• **Input for this task**:

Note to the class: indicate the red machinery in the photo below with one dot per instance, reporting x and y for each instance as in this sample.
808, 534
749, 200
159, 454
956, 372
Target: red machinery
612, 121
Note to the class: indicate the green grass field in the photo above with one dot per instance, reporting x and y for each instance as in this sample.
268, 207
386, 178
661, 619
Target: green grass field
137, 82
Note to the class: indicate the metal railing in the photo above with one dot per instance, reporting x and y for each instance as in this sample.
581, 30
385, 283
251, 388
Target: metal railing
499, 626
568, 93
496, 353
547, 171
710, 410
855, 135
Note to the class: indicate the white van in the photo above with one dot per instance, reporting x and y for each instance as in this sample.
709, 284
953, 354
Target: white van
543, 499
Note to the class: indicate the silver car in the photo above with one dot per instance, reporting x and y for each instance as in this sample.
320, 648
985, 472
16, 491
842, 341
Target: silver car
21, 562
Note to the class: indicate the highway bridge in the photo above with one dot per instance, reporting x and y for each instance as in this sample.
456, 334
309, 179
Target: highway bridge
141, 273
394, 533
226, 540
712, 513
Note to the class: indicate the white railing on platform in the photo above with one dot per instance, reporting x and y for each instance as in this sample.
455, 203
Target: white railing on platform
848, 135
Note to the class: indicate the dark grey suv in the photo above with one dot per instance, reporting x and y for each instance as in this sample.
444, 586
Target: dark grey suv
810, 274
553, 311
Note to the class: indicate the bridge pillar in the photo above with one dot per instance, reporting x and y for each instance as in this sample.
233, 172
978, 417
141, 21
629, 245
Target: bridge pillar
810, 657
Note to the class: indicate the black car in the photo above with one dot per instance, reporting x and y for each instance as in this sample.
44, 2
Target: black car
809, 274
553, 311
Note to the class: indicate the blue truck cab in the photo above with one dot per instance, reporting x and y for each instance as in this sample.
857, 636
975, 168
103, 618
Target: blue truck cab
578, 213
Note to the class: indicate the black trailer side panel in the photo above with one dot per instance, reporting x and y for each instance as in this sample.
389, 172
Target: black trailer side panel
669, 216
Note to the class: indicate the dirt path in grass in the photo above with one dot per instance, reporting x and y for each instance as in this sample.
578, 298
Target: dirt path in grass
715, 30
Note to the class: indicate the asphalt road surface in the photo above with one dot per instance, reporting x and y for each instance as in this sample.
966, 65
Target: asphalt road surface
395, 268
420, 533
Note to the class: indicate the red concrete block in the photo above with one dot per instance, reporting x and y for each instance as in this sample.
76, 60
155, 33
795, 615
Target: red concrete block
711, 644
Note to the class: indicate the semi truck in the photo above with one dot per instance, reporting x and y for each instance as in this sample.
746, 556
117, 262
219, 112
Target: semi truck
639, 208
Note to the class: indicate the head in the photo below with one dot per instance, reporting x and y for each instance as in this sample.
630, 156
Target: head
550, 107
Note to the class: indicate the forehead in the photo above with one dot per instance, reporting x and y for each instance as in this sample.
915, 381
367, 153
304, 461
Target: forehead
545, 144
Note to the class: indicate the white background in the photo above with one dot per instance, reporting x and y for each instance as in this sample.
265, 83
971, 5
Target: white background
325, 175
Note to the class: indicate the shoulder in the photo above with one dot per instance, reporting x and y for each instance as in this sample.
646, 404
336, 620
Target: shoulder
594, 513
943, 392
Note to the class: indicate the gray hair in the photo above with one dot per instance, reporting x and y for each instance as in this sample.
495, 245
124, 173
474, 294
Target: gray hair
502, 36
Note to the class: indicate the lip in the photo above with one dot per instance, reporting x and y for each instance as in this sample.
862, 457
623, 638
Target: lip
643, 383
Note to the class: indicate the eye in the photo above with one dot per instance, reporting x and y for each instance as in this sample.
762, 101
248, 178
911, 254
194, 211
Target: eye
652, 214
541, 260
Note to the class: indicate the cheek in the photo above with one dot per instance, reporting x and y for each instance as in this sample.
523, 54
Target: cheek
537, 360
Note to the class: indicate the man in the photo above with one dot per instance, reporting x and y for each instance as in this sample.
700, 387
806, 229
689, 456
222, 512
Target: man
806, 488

• **How to complete this task**: Copy all lines of the material above where the string "below" occurs.

• **Task output**:
Note to the class: indicate the red machinery in the photo below with one dot per instance, reporting x and y for each instance as in this sample.
Note to the class: indicate the head in the photo below with one dot per instance, reporting x and y for each instance as in this sample.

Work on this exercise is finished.